* **Aim of the exercise**:
Give all of the data below again exactly, and drop the images.

(Saved entries)
......

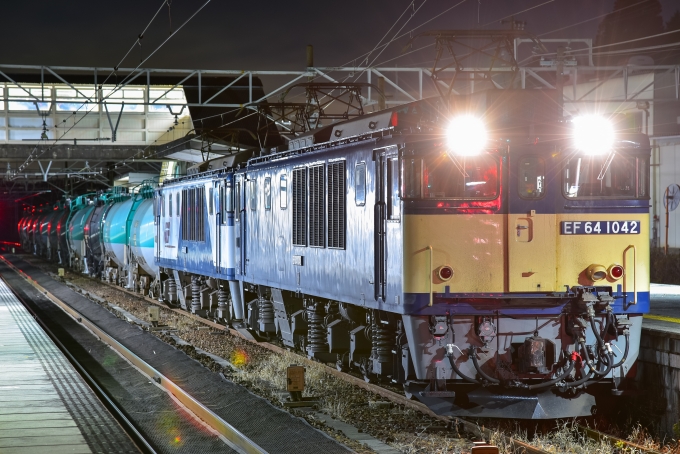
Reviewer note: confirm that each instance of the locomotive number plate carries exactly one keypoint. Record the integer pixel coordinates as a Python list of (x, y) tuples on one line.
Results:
[(600, 227)]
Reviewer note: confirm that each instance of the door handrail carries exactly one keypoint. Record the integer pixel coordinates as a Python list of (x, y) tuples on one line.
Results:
[(625, 276), (429, 275)]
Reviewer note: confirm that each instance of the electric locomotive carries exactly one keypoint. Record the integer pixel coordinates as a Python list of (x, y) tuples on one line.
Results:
[(486, 253), (489, 255)]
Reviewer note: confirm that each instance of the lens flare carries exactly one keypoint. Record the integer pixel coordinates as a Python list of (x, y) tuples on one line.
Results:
[(593, 134), (466, 136)]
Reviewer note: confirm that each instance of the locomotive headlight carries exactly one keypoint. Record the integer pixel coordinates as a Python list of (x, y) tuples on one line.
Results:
[(593, 134), (466, 136)]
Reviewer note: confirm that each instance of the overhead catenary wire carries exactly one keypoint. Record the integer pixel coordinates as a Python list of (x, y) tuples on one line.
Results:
[(137, 41), (31, 157)]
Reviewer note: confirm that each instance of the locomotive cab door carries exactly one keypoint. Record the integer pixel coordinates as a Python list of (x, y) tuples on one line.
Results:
[(531, 226), (387, 226), (218, 202), (240, 221)]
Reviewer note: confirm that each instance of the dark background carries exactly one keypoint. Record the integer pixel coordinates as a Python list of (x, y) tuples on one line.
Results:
[(262, 34)]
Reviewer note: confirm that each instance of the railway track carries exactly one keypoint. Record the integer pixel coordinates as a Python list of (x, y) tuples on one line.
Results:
[(470, 426)]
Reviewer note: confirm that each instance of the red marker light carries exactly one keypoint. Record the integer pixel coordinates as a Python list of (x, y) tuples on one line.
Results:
[(616, 271), (445, 273)]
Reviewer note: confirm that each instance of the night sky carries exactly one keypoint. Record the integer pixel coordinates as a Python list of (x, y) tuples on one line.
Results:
[(261, 34)]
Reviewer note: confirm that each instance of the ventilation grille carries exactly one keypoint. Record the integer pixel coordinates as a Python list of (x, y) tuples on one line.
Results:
[(317, 233), (193, 210), (336, 205), (300, 207)]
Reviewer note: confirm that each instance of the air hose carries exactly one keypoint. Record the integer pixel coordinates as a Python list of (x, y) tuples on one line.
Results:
[(449, 354)]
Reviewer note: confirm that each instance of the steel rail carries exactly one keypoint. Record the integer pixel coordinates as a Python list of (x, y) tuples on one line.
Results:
[(517, 446), (236, 439)]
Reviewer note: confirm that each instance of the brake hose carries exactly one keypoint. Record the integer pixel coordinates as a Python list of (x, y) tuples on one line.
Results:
[(484, 375), (457, 370)]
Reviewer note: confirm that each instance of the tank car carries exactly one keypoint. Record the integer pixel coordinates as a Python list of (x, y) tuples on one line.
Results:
[(486, 254)]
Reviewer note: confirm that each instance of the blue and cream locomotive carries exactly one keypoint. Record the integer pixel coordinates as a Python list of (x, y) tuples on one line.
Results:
[(487, 254)]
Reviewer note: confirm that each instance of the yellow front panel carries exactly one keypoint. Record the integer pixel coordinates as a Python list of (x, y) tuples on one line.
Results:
[(576, 252), (472, 244), (531, 252)]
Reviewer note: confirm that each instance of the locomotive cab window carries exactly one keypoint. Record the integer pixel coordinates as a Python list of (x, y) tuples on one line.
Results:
[(442, 177), (360, 184), (252, 194), (531, 173), (623, 177), (284, 192), (393, 200)]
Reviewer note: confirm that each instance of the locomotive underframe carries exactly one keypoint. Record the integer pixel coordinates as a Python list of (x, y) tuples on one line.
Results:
[(418, 350)]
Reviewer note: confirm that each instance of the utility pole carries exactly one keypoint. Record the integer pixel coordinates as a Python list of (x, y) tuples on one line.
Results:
[(382, 102), (559, 82)]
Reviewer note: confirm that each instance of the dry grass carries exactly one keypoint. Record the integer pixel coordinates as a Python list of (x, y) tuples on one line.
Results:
[(407, 430)]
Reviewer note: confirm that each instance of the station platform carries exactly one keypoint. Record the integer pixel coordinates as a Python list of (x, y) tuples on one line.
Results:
[(45, 405), (664, 313)]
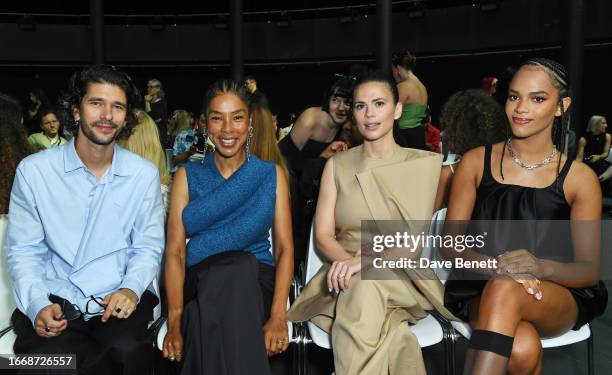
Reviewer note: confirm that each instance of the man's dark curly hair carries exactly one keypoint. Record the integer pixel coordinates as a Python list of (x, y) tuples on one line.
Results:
[(470, 119), (14, 146), (78, 85)]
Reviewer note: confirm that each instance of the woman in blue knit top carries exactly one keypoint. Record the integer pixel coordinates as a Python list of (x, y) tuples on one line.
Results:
[(225, 285)]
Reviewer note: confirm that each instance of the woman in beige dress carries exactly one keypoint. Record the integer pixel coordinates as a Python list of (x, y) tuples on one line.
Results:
[(368, 319)]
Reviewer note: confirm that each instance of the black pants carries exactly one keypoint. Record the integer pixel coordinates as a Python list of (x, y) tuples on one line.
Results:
[(227, 301), (119, 346)]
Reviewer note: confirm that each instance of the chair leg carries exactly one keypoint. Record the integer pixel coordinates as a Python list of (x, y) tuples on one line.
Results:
[(301, 351), (448, 337), (590, 354)]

......

* **Finished exercise**:
Reviewer note: confirm that each instance of the locomotive number plate carries exactly one keypoint. Record the integer pixel coordinates as a Python list of (x, y) tuples on one line.
Results:
[(600, 227)]
Reviewer note: confirm that each instance of the door handrail carries exactly one keypoint. Record the integer pixel coordinates as a Python list of (x, y) tuples on one line.
Results:
[(625, 276), (429, 275)]
Reviewer note: confirm that each instance of the electric locomotive carries exactly one keypoint. Record the integer pixel coordinates as a Python list of (x, y) tuples on one line.
Results:
[(486, 253), (489, 255)]
Reviewer note: confirm that each instance of the lens flare carries exactly one keypoint. Record the integer pixel coordinates as a Python list of (x, y) tuples on one line.
Results:
[(593, 134), (466, 136)]
Reviewer note: confirm that each instance of the locomotive headlight carries exactly one keypoint. Record the integer pixel coordinates as a Python list of (x, y) tuples on one line.
Results:
[(593, 134), (466, 136)]
Reviewer note: confirm that each instance of the overhead catenary wire carries exactly one keypoint. Record the integer pixel coordinates as a Python list of (x, y) tuples on one line.
Results:
[(137, 41), (31, 157)]
Reviewer note: confirm that each instance of the locomotive cab door carries exactly one keypoint. Record the integer pixel coordinates as a Python list of (x, y) tuples on one line.
Results:
[(531, 226), (387, 226), (218, 202), (240, 221)]
Reviewer note: confirm that each instance of the dark background carries exactly one keypoint. Record the integer pixel coordinates as a Python list of (x, y) tuples on one line.
Results:
[(262, 34)]
Reviewer note: confirm that each instance of the railway track carries exactly one keypoint. Record the integer pixel coordinates as a Python list of (x, y) tuples on one line.
Results:
[(470, 426)]
Reviewer note: confirm that each instance of the red marker light carries exactly one keypoint. Record the integer pixel coordinates as a Python list of (x, y) tuples on one line.
Results:
[(616, 271), (445, 273)]
Reviewer note: confirm that each instance of the night sky carries exactly one keypoint. Record the integer pixel coordinates as a Python list of (x, y) tuples on one line.
Results:
[(261, 34)]
Reviewer note: confirm that each instance of the ventilation grille carries exactly one keypoint. Record the integer pixel coordinates as a Python list of (x, y) tuples on one line.
Results:
[(317, 233), (193, 210), (336, 205), (300, 207)]
Reviewer note: confirm that each instance of the air hose carries exactly one keypoint. Record the integer pixel coordinates as a Python list of (x, y) tuples on one line.
Results:
[(449, 354)]
Reviewer note: confirm that each instance of the steel rail carries exactly one keypoint. Record the integer pixel coordinates as a Python list of (x, y) tuples on one line.
Results:
[(517, 446), (236, 439)]
Reviewer note: confirm that each instance of the brake hose carries exactly one keypoint. Record the integer pixel coordinates as a Python list of (x, y) tuples on one line.
Results:
[(484, 375), (457, 370)]
Reviewer note: confirm that each instance of the tank car carries exactly one keypoint. Record the integer pixel coordinates as a Python list of (x, y) tuples on one line.
Results:
[(486, 254)]
Reviewer note: confirm that each instance of the blue and cream locomotive carries exactly one keypoint. Record the integer pixel coordinates as a Python list of (x, y) tuples on one line.
Results:
[(487, 254)]
Reviewer note: confirm that each instance of the yellow front panel carries exactly one keypoint. Record the integer pixel coordinates as a Python list of (x, y) tuples on one line.
Results:
[(576, 252), (472, 244), (531, 252)]
Reviewer note: confirm that each instance of the locomotive cab window carries exactly one keypoint. Record the integer pixel coordinates as a Python list of (x, y) tuples on one line.
Results:
[(442, 177), (360, 184), (252, 194), (531, 173), (623, 177), (284, 192), (393, 200)]
Reviewer note: confirm that each instance of the locomotive underframe carries exactly one keypoint. Record the integer pixel coordinates as a Python list of (x, y) tuples on one line.
Results:
[(418, 350)]
Reviewer note: confirm that each instance of the utility pole carries exactly one keypoint. Record the integer pixel coordinates as a Python list of (x, y) tuples on one line.
Results:
[(382, 102), (559, 82)]
Reviewer note: confirm that each instance of the dry grass carries exactly one keypoint. Record the integer pixel coordinates as a Python list of (x, y) tuples on one line.
Results:
[(407, 430)]
Reviewer note: confirm that each instance of the station platform carries exactly one keypoint. Record the integer pixel coordinates as a Python list of (x, y) tuples on one line.
Results:
[(45, 405), (664, 313)]
Reviewer note: confirm that each instance of the man's dark curly hair carries exactly one keypoint. Record the integer pixel coordinates as a Python list of (x, y) tuples on one line.
Results:
[(470, 119), (14, 146), (78, 85)]
Reviewer note: confirm that each instance of the woman in blue knit top carries exactly one keypoint. Record the integer pixel coordinates as a Python list of (x, y) tuples on one line.
Results:
[(225, 285)]
Reviewer note: confirm that each instance of the woman in beige dress carries exactly one keypoint. Record the integer pixel coordinates as a Python list of (x, y) tuples on one line.
Results:
[(368, 319)]
Reviewer note: confirm that each instance of the black pants carries exactly one keypoint. Record the integer pixel coordinates as a Python list of (x, y) tuples on one line.
Results:
[(227, 301), (119, 346)]
Reviewer note: confirm that each instance of the chair leg carries exactly one keypoint. Record the integer pixel coordinates as a Python list of (x, y) tuples on one line.
Results:
[(301, 351), (448, 337), (590, 354)]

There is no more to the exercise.